Work to complete:
Copy the records from the line containing "Spot any visible wood grain." through the line containing "[72,257,172,360]", including both of those lines, and reproduce each line without any change.

Collection entries:
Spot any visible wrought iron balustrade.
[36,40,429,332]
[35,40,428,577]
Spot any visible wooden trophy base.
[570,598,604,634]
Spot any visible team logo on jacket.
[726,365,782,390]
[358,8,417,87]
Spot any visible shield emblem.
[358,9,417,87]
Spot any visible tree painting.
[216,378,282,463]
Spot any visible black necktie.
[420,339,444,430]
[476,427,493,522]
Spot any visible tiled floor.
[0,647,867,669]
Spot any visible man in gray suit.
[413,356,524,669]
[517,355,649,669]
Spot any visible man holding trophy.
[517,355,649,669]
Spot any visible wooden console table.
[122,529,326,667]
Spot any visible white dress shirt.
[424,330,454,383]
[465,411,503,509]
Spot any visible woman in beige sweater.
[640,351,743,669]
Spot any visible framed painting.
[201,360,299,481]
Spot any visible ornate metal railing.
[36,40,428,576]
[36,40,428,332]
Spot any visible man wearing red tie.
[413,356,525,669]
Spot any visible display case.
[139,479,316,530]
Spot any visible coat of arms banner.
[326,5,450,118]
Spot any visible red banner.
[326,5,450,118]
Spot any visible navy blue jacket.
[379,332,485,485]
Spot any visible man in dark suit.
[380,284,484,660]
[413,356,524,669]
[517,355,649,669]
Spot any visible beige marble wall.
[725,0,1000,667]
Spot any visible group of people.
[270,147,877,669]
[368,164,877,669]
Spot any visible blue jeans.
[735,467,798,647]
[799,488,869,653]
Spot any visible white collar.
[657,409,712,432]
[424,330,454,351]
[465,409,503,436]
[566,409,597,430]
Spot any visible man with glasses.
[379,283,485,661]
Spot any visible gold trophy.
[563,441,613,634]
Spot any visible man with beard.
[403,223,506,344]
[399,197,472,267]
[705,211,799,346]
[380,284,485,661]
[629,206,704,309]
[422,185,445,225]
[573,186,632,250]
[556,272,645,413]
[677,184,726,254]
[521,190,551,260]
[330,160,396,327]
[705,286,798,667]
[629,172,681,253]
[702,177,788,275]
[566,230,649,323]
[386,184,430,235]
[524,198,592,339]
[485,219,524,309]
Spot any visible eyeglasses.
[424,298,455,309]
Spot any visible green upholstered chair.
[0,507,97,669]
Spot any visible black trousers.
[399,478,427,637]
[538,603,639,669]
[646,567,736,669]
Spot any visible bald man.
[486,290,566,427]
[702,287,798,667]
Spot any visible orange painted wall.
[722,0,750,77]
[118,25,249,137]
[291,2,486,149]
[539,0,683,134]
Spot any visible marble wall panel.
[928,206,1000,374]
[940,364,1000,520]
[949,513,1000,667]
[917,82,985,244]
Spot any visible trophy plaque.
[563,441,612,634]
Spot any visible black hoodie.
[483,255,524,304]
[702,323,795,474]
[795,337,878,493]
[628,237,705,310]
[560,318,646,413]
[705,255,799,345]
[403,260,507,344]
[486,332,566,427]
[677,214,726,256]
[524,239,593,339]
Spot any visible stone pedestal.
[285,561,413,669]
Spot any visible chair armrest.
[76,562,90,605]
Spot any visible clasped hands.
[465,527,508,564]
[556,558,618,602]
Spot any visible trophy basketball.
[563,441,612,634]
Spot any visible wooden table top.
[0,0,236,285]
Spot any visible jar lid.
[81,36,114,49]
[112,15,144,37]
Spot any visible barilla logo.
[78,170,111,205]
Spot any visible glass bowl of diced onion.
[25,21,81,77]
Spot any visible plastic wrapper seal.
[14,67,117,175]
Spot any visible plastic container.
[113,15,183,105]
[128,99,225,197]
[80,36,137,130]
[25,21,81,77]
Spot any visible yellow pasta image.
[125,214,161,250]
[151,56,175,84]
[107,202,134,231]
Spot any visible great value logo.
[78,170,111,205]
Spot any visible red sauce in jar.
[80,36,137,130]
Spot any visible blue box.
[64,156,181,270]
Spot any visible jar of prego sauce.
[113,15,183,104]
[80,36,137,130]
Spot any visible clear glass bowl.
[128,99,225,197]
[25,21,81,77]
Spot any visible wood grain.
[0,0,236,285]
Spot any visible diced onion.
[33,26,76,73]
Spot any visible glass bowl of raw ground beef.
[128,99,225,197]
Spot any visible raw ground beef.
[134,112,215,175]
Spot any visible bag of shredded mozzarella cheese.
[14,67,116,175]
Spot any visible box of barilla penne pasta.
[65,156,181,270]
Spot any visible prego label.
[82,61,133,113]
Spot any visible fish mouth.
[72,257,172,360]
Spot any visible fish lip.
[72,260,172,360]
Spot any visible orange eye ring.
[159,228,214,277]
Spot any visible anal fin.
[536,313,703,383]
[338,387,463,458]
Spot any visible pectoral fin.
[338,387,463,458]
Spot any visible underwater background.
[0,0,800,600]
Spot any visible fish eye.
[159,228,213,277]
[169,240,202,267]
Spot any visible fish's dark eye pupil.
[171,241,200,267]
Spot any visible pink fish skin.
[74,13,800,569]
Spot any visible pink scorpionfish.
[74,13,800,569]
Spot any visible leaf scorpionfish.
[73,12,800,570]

Output of the task:
Spot any visible wood grain.
[0,0,236,285]
Spot any visible diced onion.
[33,26,76,73]
Spot any visible glass bowl of raw ground beef.
[128,99,225,197]
Spot any visible raw ground beef.
[134,112,215,175]
Spot any visible bag of shredded mozzarella cheese.
[14,67,116,175]
Spot any visible box of barilla penne pasta.
[65,156,181,270]
Spot any visible prego label.
[82,61,133,113]
Spot any visible fish mouth.
[72,257,172,360]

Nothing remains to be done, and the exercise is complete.